-- What is expected --
Reproduce word for word every line of the items, from the very first up to and including the line with "<point>106,13</point>". Leave the pictures out of your copy.

— start —

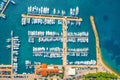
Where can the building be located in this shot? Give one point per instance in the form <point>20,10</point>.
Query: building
<point>45,70</point>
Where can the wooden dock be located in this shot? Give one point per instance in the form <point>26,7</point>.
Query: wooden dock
<point>51,17</point>
<point>2,12</point>
<point>100,63</point>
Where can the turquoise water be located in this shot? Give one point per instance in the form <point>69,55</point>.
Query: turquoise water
<point>106,15</point>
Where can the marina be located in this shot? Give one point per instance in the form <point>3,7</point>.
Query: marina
<point>52,36</point>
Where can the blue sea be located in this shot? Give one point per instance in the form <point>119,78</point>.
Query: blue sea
<point>106,13</point>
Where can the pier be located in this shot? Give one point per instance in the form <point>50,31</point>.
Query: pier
<point>51,17</point>
<point>100,63</point>
<point>12,44</point>
<point>2,12</point>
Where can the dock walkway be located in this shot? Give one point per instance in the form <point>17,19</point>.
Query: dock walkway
<point>2,12</point>
<point>100,63</point>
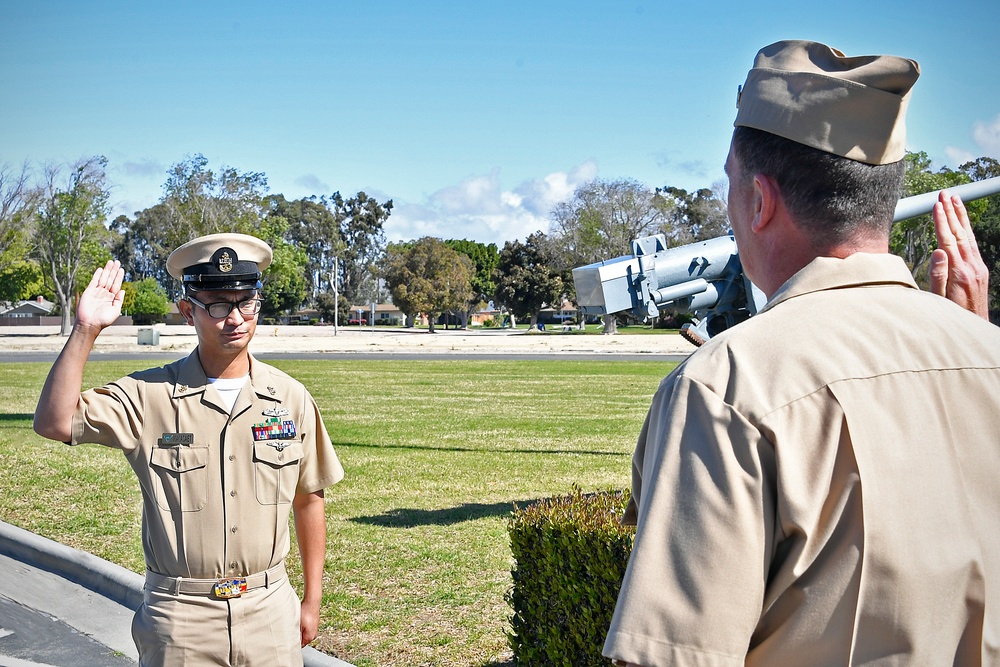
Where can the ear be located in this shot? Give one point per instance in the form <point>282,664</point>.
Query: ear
<point>765,201</point>
<point>185,307</point>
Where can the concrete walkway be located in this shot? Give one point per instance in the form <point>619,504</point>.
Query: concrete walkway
<point>61,607</point>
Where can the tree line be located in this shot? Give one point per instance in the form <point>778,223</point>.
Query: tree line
<point>54,230</point>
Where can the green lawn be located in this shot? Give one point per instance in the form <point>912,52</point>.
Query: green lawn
<point>436,453</point>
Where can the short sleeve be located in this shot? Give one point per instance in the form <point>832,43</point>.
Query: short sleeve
<point>704,492</point>
<point>320,466</point>
<point>110,415</point>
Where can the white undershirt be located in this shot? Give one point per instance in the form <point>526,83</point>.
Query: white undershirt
<point>229,388</point>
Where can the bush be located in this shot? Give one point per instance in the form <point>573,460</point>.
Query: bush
<point>570,554</point>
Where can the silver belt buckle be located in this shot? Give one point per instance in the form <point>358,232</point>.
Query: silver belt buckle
<point>232,587</point>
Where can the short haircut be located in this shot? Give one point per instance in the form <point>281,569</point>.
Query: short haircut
<point>832,198</point>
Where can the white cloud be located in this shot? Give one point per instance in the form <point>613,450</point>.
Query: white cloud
<point>312,183</point>
<point>146,168</point>
<point>479,209</point>
<point>958,156</point>
<point>987,137</point>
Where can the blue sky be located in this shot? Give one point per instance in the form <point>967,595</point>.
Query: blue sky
<point>475,118</point>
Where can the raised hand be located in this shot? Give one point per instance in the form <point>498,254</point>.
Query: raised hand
<point>957,269</point>
<point>101,303</point>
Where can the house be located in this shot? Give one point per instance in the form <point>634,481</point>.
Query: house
<point>29,313</point>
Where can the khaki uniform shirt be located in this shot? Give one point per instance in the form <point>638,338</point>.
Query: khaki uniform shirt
<point>820,485</point>
<point>215,504</point>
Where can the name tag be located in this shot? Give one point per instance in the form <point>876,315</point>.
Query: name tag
<point>175,439</point>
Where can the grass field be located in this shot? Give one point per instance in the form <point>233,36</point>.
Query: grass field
<point>436,453</point>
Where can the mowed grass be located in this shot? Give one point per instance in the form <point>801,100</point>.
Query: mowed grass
<point>436,453</point>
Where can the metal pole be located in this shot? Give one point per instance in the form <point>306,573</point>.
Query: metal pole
<point>911,207</point>
<point>336,296</point>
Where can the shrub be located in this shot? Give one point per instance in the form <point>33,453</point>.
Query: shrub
<point>570,554</point>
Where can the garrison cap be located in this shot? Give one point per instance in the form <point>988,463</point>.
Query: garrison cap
<point>220,262</point>
<point>854,107</point>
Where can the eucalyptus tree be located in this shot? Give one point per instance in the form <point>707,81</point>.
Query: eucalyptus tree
<point>600,222</point>
<point>527,277</point>
<point>426,276</point>
<point>69,232</point>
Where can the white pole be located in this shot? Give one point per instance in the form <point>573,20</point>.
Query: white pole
<point>336,296</point>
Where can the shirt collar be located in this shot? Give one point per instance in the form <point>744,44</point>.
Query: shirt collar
<point>191,378</point>
<point>857,270</point>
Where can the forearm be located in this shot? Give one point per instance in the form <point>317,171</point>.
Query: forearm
<point>310,531</point>
<point>61,391</point>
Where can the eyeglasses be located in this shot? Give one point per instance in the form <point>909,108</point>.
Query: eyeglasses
<point>221,309</point>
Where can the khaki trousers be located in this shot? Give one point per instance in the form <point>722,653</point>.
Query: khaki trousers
<point>258,629</point>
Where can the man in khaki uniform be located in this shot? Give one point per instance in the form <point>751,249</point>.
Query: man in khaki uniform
<point>819,484</point>
<point>224,447</point>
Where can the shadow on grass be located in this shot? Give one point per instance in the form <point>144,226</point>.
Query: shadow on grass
<point>411,518</point>
<point>432,448</point>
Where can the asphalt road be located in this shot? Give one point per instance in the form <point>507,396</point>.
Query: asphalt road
<point>165,357</point>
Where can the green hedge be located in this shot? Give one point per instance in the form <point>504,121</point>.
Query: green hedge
<point>570,554</point>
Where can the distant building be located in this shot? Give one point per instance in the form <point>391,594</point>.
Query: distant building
<point>28,313</point>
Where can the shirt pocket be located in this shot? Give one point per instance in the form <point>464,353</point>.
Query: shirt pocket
<point>276,470</point>
<point>180,477</point>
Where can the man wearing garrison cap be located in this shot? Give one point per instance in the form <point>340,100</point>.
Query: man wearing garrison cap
<point>224,447</point>
<point>819,484</point>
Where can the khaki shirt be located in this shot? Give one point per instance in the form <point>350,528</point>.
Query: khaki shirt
<point>820,485</point>
<point>217,505</point>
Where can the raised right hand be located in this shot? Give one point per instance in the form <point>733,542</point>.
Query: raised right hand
<point>101,303</point>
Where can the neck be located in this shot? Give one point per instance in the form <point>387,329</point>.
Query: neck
<point>227,367</point>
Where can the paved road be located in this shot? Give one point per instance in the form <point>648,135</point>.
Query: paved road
<point>166,357</point>
<point>60,607</point>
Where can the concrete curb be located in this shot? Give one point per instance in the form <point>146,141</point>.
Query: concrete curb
<point>112,581</point>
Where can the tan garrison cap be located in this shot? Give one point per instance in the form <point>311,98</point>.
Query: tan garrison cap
<point>220,261</point>
<point>814,95</point>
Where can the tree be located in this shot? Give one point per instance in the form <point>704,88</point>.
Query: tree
<point>142,247</point>
<point>21,280</point>
<point>914,240</point>
<point>146,301</point>
<point>693,217</point>
<point>602,219</point>
<point>361,219</point>
<point>985,217</point>
<point>600,222</point>
<point>196,201</point>
<point>314,228</point>
<point>15,206</point>
<point>428,277</point>
<point>200,201</point>
<point>286,285</point>
<point>526,277</point>
<point>485,258</point>
<point>70,236</point>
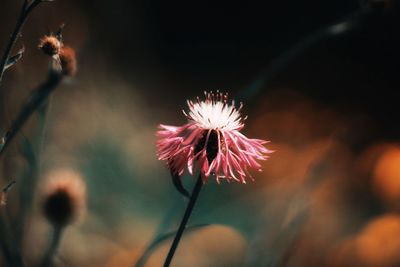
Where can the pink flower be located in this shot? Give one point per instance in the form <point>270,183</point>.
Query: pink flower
<point>211,141</point>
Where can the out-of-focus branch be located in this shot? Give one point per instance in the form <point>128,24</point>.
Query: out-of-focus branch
<point>26,9</point>
<point>37,97</point>
<point>283,60</point>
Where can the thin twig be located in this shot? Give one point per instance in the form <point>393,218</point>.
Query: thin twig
<point>52,250</point>
<point>9,247</point>
<point>26,9</point>
<point>36,99</point>
<point>185,219</point>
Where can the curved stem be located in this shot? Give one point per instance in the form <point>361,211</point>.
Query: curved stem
<point>185,219</point>
<point>36,99</point>
<point>25,11</point>
<point>52,250</point>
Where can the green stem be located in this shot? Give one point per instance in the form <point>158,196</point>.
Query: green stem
<point>185,219</point>
<point>36,99</point>
<point>52,250</point>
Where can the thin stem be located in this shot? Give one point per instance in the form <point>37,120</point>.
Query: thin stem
<point>25,11</point>
<point>37,98</point>
<point>185,219</point>
<point>52,250</point>
<point>10,249</point>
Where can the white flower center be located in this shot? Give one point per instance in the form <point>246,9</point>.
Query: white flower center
<point>215,114</point>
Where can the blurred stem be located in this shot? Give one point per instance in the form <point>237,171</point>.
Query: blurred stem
<point>26,9</point>
<point>32,152</point>
<point>283,60</point>
<point>10,249</point>
<point>185,219</point>
<point>54,244</point>
<point>36,99</point>
<point>163,226</point>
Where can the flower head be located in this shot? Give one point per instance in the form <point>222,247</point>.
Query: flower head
<point>68,61</point>
<point>50,45</point>
<point>64,198</point>
<point>211,141</point>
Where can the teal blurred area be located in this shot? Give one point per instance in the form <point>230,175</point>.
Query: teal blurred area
<point>328,195</point>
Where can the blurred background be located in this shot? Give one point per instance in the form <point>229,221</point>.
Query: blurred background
<point>319,79</point>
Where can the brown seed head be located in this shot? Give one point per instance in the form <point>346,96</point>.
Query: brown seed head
<point>68,61</point>
<point>50,45</point>
<point>65,197</point>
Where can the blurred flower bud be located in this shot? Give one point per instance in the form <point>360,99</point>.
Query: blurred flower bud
<point>50,45</point>
<point>67,61</point>
<point>65,197</point>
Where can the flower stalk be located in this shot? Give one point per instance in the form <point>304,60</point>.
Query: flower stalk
<point>185,219</point>
<point>26,9</point>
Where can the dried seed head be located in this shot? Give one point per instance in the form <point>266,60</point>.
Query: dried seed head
<point>50,45</point>
<point>67,61</point>
<point>65,197</point>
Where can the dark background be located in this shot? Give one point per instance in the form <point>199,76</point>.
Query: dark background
<point>330,112</point>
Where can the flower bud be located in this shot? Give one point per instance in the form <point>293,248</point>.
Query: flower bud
<point>65,197</point>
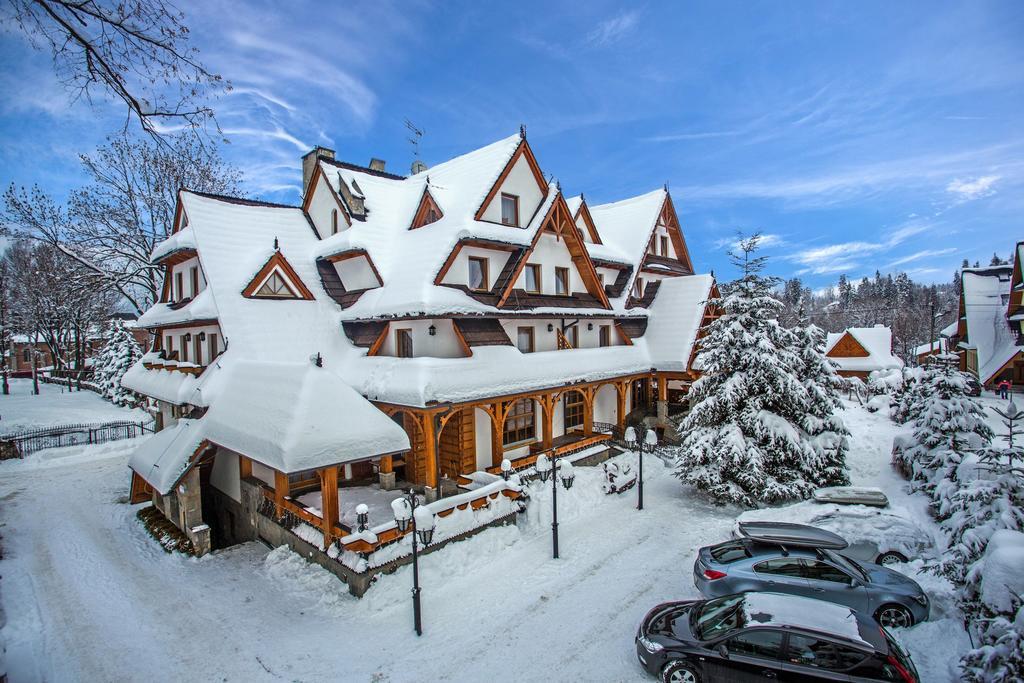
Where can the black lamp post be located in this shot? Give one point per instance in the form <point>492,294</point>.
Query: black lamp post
<point>407,511</point>
<point>648,445</point>
<point>550,467</point>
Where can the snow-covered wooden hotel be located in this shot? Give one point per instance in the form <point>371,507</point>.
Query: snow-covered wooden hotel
<point>403,331</point>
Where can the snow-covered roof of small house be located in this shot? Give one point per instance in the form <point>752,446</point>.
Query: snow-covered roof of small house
<point>877,341</point>
<point>988,331</point>
<point>676,315</point>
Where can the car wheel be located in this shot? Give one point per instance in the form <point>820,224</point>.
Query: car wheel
<point>894,616</point>
<point>680,672</point>
<point>890,557</point>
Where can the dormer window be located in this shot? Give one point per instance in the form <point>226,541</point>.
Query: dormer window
<point>534,278</point>
<point>478,273</point>
<point>276,288</point>
<point>562,282</point>
<point>510,210</point>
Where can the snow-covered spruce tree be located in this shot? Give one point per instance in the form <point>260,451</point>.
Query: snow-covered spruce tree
<point>741,441</point>
<point>828,436</point>
<point>117,356</point>
<point>950,422</point>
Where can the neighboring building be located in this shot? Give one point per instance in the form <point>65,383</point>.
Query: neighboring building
<point>989,337</point>
<point>859,351</point>
<point>392,329</point>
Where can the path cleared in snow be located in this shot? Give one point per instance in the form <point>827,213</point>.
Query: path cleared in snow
<point>88,595</point>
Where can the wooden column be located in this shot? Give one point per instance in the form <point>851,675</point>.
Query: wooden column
<point>429,452</point>
<point>281,489</point>
<point>329,503</point>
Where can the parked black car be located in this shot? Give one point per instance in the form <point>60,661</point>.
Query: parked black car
<point>768,636</point>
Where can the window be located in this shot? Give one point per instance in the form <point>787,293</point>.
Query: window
<point>780,567</point>
<point>758,643</point>
<point>816,570</point>
<point>478,273</point>
<point>275,287</point>
<point>519,423</point>
<point>510,209</point>
<point>403,343</point>
<point>572,408</point>
<point>562,281</point>
<point>524,340</point>
<point>821,653</point>
<point>532,278</point>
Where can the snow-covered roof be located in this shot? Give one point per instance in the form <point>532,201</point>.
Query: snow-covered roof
<point>676,315</point>
<point>795,610</point>
<point>878,341</point>
<point>987,328</point>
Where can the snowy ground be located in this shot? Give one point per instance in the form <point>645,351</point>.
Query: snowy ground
<point>55,404</point>
<point>89,596</point>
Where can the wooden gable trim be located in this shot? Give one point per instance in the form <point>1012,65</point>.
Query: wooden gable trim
<point>669,217</point>
<point>557,220</point>
<point>588,220</point>
<point>278,261</point>
<point>375,348</point>
<point>311,189</point>
<point>427,202</point>
<point>848,347</point>
<point>520,152</point>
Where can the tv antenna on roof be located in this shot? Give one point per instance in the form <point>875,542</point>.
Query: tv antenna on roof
<point>416,137</point>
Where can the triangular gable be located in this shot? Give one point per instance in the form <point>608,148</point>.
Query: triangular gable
<point>559,222</point>
<point>428,211</point>
<point>276,280</point>
<point>521,152</point>
<point>848,347</point>
<point>584,212</point>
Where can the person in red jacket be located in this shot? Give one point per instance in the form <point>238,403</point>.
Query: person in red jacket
<point>1004,388</point>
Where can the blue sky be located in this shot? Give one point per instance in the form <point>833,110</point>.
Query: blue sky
<point>855,135</point>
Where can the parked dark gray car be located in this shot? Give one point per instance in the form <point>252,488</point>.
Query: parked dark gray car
<point>811,570</point>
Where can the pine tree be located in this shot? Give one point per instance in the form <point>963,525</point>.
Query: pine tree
<point>117,356</point>
<point>741,440</point>
<point>827,434</point>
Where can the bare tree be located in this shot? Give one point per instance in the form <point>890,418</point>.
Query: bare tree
<point>111,226</point>
<point>133,50</point>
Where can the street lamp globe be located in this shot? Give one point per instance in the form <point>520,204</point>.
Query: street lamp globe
<point>402,513</point>
<point>543,466</point>
<point>567,474</point>
<point>631,438</point>
<point>424,523</point>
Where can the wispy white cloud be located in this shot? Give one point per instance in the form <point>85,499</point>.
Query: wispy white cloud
<point>972,189</point>
<point>613,29</point>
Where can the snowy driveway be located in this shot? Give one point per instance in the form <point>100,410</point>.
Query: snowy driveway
<point>88,596</point>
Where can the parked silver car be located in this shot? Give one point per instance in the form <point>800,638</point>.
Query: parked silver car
<point>802,560</point>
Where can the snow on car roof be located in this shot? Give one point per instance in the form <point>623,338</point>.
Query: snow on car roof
<point>794,610</point>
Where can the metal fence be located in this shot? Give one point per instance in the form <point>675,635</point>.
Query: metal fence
<point>30,441</point>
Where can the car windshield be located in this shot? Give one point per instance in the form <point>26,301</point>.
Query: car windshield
<point>848,564</point>
<point>718,616</point>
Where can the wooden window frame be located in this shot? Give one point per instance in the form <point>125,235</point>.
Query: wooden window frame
<point>538,279</point>
<point>520,426</point>
<point>515,206</point>
<point>532,338</point>
<point>399,334</point>
<point>484,268</point>
<point>572,408</point>
<point>563,274</point>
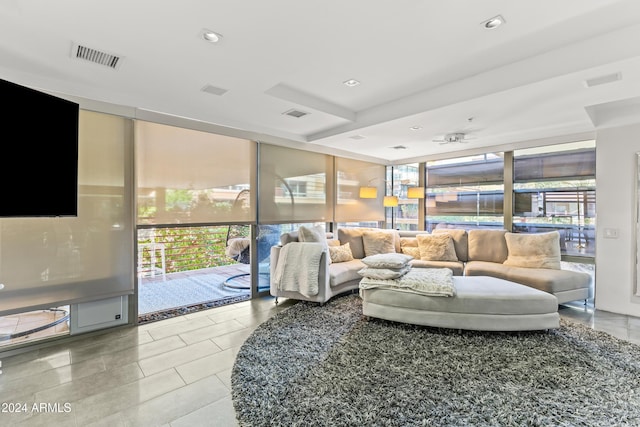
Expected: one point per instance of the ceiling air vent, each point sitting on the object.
(96, 56)
(295, 113)
(214, 90)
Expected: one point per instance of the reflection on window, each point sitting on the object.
(555, 189)
(466, 192)
(400, 178)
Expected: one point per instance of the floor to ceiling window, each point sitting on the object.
(465, 192)
(554, 189)
(403, 183)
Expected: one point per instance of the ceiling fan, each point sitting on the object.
(451, 138)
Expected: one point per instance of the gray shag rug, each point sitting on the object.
(313, 365)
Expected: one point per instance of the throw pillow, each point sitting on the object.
(378, 242)
(393, 260)
(436, 247)
(412, 251)
(384, 273)
(340, 253)
(533, 250)
(312, 234)
(410, 242)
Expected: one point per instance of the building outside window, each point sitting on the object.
(555, 189)
(465, 192)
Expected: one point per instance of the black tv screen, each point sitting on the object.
(39, 166)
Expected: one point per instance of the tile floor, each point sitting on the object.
(174, 372)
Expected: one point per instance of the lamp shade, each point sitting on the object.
(390, 201)
(368, 192)
(415, 193)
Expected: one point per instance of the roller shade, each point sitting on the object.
(186, 176)
(294, 185)
(351, 175)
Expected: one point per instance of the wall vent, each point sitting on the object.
(609, 78)
(96, 56)
(214, 90)
(295, 113)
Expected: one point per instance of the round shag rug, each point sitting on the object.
(313, 365)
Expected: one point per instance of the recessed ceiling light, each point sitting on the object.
(211, 36)
(493, 23)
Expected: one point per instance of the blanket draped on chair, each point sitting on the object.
(298, 267)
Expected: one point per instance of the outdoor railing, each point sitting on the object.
(178, 249)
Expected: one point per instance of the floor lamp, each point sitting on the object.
(391, 202)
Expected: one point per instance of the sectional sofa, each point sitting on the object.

— end —

-- Exercise result --
Where can the building be located in this shot? Give one point per instance in the form <point>20,10</point>.
Query: building
<point>45,70</point>
Where can the wooden dock be located in this shot? Give one point per instance in the form <point>26,7</point>.
Query: wooden dock
<point>51,17</point>
<point>2,12</point>
<point>100,63</point>
Where can the turquoise water be located in this shot? Give one point per instance in the form <point>69,55</point>.
Query: turquoise water
<point>106,15</point>
Where can the marina be located in this shot? Give one point per instance in the form <point>3,7</point>.
Query: marina
<point>52,36</point>
Where can the blue sea be located in this shot? Give one point per instance in the form <point>119,78</point>.
Query: blue sea
<point>106,13</point>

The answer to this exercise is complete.